▶ _Given task_: Please return the following data exactly as it appears, covering every line from start to finish.

— Start Given records —

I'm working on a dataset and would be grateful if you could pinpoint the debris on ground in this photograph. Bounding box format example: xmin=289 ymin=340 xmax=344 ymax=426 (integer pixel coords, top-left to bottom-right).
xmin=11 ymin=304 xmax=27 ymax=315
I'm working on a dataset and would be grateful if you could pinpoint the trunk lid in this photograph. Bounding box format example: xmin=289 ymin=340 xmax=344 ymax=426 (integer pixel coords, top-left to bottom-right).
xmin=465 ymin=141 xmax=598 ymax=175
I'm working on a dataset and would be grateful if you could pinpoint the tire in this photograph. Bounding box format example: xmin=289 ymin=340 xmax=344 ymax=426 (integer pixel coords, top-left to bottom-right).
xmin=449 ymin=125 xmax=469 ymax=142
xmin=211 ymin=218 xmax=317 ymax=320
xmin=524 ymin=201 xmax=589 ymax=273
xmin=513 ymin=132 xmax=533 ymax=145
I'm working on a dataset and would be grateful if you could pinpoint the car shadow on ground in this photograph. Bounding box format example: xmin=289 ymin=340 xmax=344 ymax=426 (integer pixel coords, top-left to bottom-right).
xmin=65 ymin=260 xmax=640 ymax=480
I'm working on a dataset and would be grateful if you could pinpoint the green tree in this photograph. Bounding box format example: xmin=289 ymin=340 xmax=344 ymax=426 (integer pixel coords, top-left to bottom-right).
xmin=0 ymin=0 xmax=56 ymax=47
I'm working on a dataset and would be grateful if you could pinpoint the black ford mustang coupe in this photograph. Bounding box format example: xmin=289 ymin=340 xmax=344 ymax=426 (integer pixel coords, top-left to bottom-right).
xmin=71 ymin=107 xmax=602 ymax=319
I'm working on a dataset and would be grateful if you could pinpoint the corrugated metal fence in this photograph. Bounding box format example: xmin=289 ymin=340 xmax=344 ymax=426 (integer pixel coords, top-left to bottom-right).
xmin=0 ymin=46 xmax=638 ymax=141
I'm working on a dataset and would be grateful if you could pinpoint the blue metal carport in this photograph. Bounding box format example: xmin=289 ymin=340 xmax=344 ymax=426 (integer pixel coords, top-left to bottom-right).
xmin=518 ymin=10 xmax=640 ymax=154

— End Given records —

▶ _Exercise answer_:
I'm working on a dataset and would be grateful if you could pinpoint the debris on ground in this photograph. Bounding box format example: xmin=289 ymin=340 xmax=344 ymax=426 (integer pixel coords, top-left to bottom-right).
xmin=11 ymin=304 xmax=27 ymax=315
I'm working on a dataset and would be grateful if you could pinpoint the trunk lid in this photograph. Bounding box format example: xmin=289 ymin=340 xmax=344 ymax=426 (integer pixel coords, top-left to bottom-right).
xmin=465 ymin=141 xmax=598 ymax=175
I'm working on a dataset and would be grateful if you could pinpoint the tire in this photograph. Bounding box format example: xmin=289 ymin=340 xmax=344 ymax=426 (integer pixel coords, top-left to bottom-right).
xmin=449 ymin=125 xmax=469 ymax=142
xmin=211 ymin=218 xmax=317 ymax=320
xmin=524 ymin=201 xmax=589 ymax=273
xmin=513 ymin=132 xmax=533 ymax=145
I'm working on a dataset and would be grateful if you could pinpoint the car shadow on ground in this photograph. Bounding box format example: xmin=289 ymin=340 xmax=344 ymax=426 (integer pixel coords, top-left to bottom-right).
xmin=65 ymin=260 xmax=640 ymax=480
I'm working on a dataset and would be grateful if you could pinpoint the green tree in this photograph. Bounding box format example: xmin=289 ymin=340 xmax=344 ymax=426 (integer pixel coords, top-left to bottom-right).
xmin=0 ymin=0 xmax=56 ymax=47
I'm working on a dataset and would be grateful if you could pinpoint the black ford mustang coupe in this photograph. Bounding box format example: xmin=289 ymin=340 xmax=344 ymax=426 (integer pixel coords, top-left to bottom-right).
xmin=71 ymin=107 xmax=602 ymax=319
I'm working on a dataset and would be grateful if you could pinpoint the corrugated metal fence in this photograph. Bounding box format example: xmin=289 ymin=340 xmax=344 ymax=426 (integer pixel coords, top-left to bottom-right).
xmin=0 ymin=46 xmax=638 ymax=141
I'm working on a dataset and would be grateful if you could pinpoint the blue metal carport in this photograph. Bounding box format example: xmin=289 ymin=340 xmax=344 ymax=426 (integer pixel coords, top-left to bottom-right).
xmin=518 ymin=10 xmax=640 ymax=154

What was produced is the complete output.